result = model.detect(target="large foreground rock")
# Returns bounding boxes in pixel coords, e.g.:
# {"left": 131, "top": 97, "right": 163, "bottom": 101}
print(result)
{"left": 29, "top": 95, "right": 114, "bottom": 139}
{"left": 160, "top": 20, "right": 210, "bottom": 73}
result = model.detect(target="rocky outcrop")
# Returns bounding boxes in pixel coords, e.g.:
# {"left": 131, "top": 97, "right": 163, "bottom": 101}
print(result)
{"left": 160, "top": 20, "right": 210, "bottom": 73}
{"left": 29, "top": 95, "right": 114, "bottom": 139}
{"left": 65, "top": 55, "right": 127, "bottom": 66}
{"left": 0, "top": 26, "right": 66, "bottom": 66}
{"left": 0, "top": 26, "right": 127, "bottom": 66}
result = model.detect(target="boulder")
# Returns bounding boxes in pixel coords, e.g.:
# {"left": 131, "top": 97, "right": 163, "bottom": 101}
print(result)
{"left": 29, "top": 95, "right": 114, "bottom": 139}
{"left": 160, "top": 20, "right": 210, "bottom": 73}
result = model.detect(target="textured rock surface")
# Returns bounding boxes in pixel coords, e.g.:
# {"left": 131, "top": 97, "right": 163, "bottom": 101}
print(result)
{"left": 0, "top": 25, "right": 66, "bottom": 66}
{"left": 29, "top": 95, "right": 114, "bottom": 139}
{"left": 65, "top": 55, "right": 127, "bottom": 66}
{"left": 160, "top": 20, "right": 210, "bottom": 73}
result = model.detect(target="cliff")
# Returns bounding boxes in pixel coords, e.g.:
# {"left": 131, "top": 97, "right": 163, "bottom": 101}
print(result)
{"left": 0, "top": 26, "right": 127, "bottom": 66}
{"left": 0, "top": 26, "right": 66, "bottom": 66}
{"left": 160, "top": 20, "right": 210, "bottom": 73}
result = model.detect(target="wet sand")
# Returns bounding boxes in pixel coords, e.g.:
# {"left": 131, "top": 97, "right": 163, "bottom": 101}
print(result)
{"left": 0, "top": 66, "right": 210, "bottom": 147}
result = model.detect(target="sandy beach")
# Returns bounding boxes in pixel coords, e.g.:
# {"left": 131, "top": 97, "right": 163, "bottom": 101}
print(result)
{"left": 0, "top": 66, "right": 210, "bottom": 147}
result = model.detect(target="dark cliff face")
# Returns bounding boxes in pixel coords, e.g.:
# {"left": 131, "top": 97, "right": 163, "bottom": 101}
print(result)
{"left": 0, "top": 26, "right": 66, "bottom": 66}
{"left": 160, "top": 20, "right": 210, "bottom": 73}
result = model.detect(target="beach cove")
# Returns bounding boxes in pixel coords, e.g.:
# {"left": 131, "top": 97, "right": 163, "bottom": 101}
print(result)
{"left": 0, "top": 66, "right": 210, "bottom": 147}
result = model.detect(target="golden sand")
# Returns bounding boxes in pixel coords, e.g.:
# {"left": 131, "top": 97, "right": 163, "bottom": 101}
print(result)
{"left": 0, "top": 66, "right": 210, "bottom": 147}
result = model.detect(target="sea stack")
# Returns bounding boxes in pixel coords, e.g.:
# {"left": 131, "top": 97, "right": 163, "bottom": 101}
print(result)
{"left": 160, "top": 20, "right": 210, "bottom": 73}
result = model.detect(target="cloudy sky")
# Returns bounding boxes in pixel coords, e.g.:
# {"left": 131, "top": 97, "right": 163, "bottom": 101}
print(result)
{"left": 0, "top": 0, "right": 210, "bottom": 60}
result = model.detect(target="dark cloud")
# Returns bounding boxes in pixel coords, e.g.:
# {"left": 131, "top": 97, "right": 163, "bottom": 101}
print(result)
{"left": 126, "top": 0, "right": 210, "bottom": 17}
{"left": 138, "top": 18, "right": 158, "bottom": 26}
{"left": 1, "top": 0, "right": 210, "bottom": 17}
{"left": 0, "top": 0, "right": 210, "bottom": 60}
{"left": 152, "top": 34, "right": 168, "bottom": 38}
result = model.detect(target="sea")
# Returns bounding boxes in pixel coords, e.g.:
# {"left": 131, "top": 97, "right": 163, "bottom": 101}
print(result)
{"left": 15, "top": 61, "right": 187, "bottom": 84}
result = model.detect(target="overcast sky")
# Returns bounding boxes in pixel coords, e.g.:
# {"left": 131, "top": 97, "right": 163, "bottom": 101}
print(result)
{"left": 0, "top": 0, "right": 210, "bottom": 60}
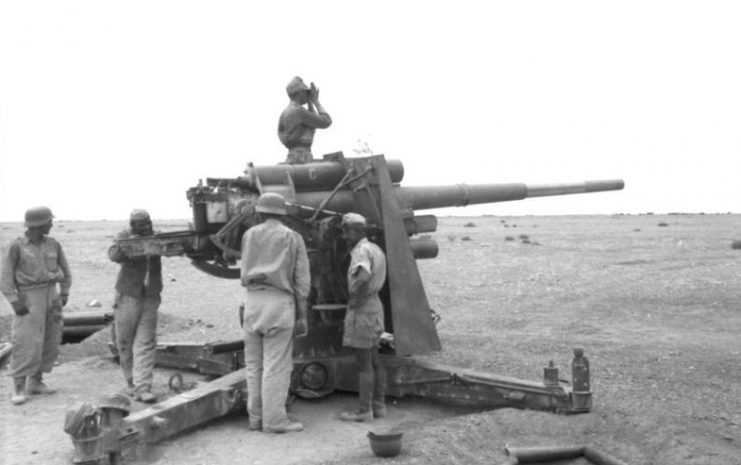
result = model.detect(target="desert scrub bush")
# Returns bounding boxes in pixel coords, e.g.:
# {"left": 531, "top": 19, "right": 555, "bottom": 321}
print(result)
{"left": 521, "top": 238, "right": 531, "bottom": 244}
{"left": 658, "top": 222, "right": 668, "bottom": 227}
{"left": 732, "top": 240, "right": 741, "bottom": 250}
{"left": 464, "top": 222, "right": 476, "bottom": 228}
{"left": 461, "top": 236, "right": 471, "bottom": 241}
{"left": 447, "top": 235, "right": 456, "bottom": 242}
{"left": 504, "top": 236, "right": 515, "bottom": 241}
{"left": 633, "top": 228, "right": 641, "bottom": 232}
{"left": 518, "top": 234, "right": 529, "bottom": 240}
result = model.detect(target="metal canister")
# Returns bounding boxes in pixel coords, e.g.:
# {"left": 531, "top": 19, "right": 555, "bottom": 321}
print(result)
{"left": 543, "top": 360, "right": 559, "bottom": 388}
{"left": 571, "top": 348, "right": 590, "bottom": 392}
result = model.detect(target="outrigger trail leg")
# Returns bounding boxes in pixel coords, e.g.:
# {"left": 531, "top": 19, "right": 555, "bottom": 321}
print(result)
{"left": 153, "top": 341, "right": 591, "bottom": 413}
{"left": 70, "top": 344, "right": 589, "bottom": 464}
{"left": 119, "top": 370, "right": 246, "bottom": 444}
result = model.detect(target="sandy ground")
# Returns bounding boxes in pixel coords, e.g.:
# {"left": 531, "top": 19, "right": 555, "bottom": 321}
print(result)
{"left": 1, "top": 214, "right": 740, "bottom": 465}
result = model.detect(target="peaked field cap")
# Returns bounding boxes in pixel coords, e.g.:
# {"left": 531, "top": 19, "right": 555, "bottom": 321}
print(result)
{"left": 255, "top": 192, "right": 287, "bottom": 215}
{"left": 286, "top": 76, "right": 310, "bottom": 96}
{"left": 342, "top": 213, "right": 367, "bottom": 228}
{"left": 129, "top": 209, "right": 150, "bottom": 221}
{"left": 24, "top": 206, "right": 54, "bottom": 227}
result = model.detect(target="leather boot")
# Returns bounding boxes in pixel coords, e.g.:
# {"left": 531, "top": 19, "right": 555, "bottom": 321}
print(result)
{"left": 27, "top": 373, "right": 56, "bottom": 395}
{"left": 122, "top": 378, "right": 134, "bottom": 396}
{"left": 11, "top": 377, "right": 27, "bottom": 405}
{"left": 263, "top": 421, "right": 304, "bottom": 433}
{"left": 134, "top": 386, "right": 157, "bottom": 403}
{"left": 340, "top": 372, "right": 374, "bottom": 422}
{"left": 372, "top": 365, "right": 387, "bottom": 418}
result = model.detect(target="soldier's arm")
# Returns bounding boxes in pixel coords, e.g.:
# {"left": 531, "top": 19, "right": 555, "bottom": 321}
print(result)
{"left": 348, "top": 247, "right": 373, "bottom": 299}
{"left": 293, "top": 235, "right": 311, "bottom": 318}
{"left": 108, "top": 231, "right": 130, "bottom": 263}
{"left": 239, "top": 229, "right": 254, "bottom": 287}
{"left": 56, "top": 241, "right": 72, "bottom": 297}
{"left": 277, "top": 112, "right": 292, "bottom": 147}
{"left": 0, "top": 242, "right": 20, "bottom": 303}
{"left": 349, "top": 267, "right": 371, "bottom": 296}
{"left": 298, "top": 105, "right": 332, "bottom": 129}
{"left": 277, "top": 122, "right": 289, "bottom": 146}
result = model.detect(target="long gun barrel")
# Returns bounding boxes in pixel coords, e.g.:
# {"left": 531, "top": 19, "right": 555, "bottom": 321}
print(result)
{"left": 293, "top": 179, "right": 624, "bottom": 212}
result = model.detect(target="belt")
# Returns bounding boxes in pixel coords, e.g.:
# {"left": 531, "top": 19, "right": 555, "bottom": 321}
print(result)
{"left": 17, "top": 282, "right": 55, "bottom": 291}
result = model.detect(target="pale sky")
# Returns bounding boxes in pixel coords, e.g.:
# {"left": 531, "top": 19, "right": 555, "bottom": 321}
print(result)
{"left": 1, "top": 1, "right": 740, "bottom": 221}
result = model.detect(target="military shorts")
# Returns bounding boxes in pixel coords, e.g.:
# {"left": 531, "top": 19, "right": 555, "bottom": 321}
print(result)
{"left": 342, "top": 297, "right": 384, "bottom": 349}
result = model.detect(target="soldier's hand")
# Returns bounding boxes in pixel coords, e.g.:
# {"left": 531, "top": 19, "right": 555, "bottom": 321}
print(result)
{"left": 310, "top": 82, "right": 319, "bottom": 102}
{"left": 11, "top": 301, "right": 29, "bottom": 316}
{"left": 60, "top": 294, "right": 69, "bottom": 306}
{"left": 295, "top": 318, "right": 308, "bottom": 338}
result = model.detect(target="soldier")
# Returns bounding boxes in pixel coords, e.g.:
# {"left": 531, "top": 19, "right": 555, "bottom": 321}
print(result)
{"left": 339, "top": 213, "right": 388, "bottom": 422}
{"left": 1, "top": 206, "right": 71, "bottom": 405}
{"left": 108, "top": 209, "right": 162, "bottom": 403}
{"left": 240, "top": 192, "right": 310, "bottom": 433}
{"left": 278, "top": 76, "right": 332, "bottom": 164}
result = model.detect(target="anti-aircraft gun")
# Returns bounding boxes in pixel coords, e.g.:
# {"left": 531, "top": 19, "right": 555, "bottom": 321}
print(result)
{"left": 67, "top": 153, "right": 623, "bottom": 464}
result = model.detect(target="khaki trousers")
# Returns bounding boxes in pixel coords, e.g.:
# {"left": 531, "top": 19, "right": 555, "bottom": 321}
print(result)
{"left": 243, "top": 289, "right": 295, "bottom": 430}
{"left": 9, "top": 285, "right": 63, "bottom": 378}
{"left": 114, "top": 293, "right": 160, "bottom": 393}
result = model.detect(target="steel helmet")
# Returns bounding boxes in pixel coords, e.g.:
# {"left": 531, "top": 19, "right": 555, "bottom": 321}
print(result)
{"left": 255, "top": 192, "right": 287, "bottom": 216}
{"left": 24, "top": 206, "right": 54, "bottom": 227}
{"left": 129, "top": 209, "right": 150, "bottom": 221}
{"left": 341, "top": 212, "right": 367, "bottom": 228}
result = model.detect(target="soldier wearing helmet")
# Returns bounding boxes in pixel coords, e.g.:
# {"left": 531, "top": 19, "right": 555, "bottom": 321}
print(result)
{"left": 338, "top": 212, "right": 388, "bottom": 422}
{"left": 240, "top": 192, "right": 311, "bottom": 433}
{"left": 108, "top": 209, "right": 162, "bottom": 403}
{"left": 1, "top": 206, "right": 72, "bottom": 405}
{"left": 277, "top": 76, "right": 332, "bottom": 164}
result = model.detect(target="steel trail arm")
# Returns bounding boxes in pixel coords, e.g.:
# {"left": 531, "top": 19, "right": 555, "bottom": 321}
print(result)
{"left": 382, "top": 356, "right": 590, "bottom": 413}
{"left": 65, "top": 369, "right": 247, "bottom": 465}
{"left": 78, "top": 337, "right": 588, "bottom": 461}
{"left": 79, "top": 354, "right": 587, "bottom": 464}
{"left": 117, "top": 370, "right": 246, "bottom": 450}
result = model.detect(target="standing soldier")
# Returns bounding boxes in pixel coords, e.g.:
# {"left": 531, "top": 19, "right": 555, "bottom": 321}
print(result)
{"left": 1, "top": 206, "right": 71, "bottom": 405}
{"left": 278, "top": 76, "right": 332, "bottom": 164}
{"left": 108, "top": 209, "right": 162, "bottom": 403}
{"left": 338, "top": 213, "right": 388, "bottom": 422}
{"left": 240, "top": 192, "right": 310, "bottom": 433}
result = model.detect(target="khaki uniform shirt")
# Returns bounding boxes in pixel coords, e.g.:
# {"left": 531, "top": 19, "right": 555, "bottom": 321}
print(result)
{"left": 277, "top": 101, "right": 332, "bottom": 150}
{"left": 108, "top": 229, "right": 163, "bottom": 298}
{"left": 0, "top": 235, "right": 72, "bottom": 304}
{"left": 343, "top": 238, "right": 387, "bottom": 348}
{"left": 240, "top": 219, "right": 311, "bottom": 331}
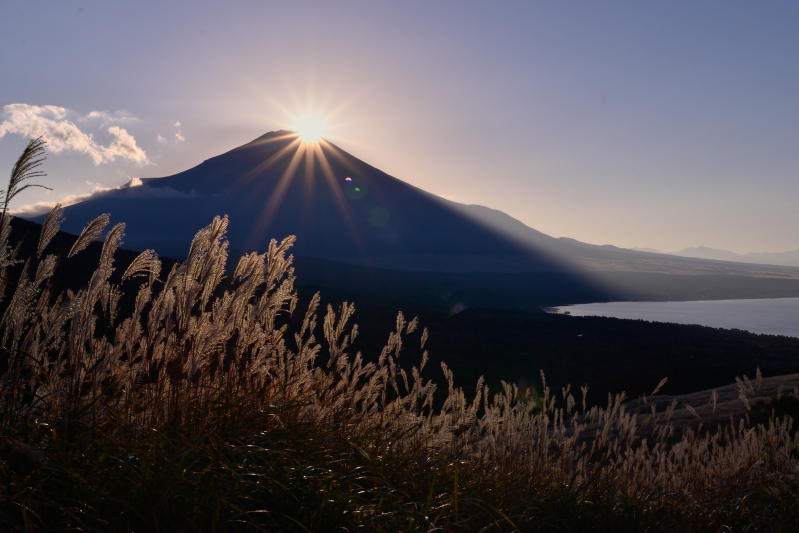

────────────────

_WHAT YOU HAVE TO DO_: Wherever a line contains the string "sandy", copy that line from the data.

_RESULT_:
result = model.detect(target="sandy beach")
result = model.detect(target="sandy ground")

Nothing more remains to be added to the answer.